* PROVIDED DATA *

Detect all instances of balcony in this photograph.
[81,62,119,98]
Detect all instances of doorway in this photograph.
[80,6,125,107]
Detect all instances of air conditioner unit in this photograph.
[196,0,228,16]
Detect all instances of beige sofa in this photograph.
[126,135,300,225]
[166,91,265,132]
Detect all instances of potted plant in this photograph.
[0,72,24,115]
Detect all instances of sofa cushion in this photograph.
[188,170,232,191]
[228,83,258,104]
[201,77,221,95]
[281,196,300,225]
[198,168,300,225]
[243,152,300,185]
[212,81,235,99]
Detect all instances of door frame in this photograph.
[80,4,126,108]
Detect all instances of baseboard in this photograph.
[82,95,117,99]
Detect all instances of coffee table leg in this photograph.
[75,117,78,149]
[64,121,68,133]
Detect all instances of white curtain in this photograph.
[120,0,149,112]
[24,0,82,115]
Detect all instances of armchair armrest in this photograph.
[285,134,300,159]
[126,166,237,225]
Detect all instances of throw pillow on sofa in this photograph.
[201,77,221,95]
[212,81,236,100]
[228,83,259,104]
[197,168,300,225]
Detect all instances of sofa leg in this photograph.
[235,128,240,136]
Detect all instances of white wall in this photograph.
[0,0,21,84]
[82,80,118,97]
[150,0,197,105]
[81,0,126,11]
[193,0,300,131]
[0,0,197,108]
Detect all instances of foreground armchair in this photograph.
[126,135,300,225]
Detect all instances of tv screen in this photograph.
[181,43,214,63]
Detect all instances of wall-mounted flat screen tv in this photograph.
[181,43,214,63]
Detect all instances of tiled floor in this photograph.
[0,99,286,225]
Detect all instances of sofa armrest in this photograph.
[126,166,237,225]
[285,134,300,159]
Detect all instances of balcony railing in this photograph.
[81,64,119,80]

* WHAT TO PRODUCE *
Could you reproduce the whole listing above word for word, keeping every line in its original order?

* EXERCISE SOLUTION *
Detect all instances of balcony in this photograph.
[81,62,119,98]
Detect all instances of doorway in this photograph.
[80,6,125,107]
Detect all instances of air conditioner unit in this photograph.
[196,0,228,16]
Detect all instances of beige sofa in this photograph.
[126,135,300,225]
[166,91,265,132]
Detect all instances of potted plant in this photograph.
[0,72,24,115]
Detect all instances of sofa cushion in this photograph.
[188,170,232,191]
[228,83,258,104]
[201,77,221,95]
[281,196,300,225]
[198,168,300,225]
[243,152,300,185]
[212,81,235,99]
Detect all instances of door frame in this photograph.
[80,4,126,108]
Detect all instances of baseboard in this photograph.
[82,95,117,99]
Detect all instances of coffee table leg in this photograph.
[75,117,78,149]
[64,121,68,133]
Detect all instances of white curtain in this photograph.
[120,0,149,112]
[24,0,82,115]
Detect all instances of armchair armrest in this photograph.
[285,134,300,159]
[126,166,237,225]
Detect all instances of throw pillow on sofa in this photograph.
[201,77,221,95]
[212,81,236,100]
[228,83,259,104]
[197,168,300,225]
Detect all instances of sofa leg in this photograph.
[235,128,240,136]
Detect all instances of white wall in this photograph.
[0,0,21,84]
[82,80,118,97]
[150,0,197,105]
[81,0,126,11]
[193,0,300,131]
[0,0,197,108]
Detect all instances of foreground armchair in this photograph.
[126,135,300,225]
Detect all instances of tv screen in this photograph.
[181,43,214,63]
Detect all instances of wall-mounted flat screen tv in this photograph.
[181,43,214,63]
Detect all instances of tiled floor in this photograph.
[0,99,286,225]
Detect all instances of sofa armrest in this photograph.
[126,166,237,225]
[285,134,300,159]
Detect all instances of balcony railing in this photograph.
[81,64,119,80]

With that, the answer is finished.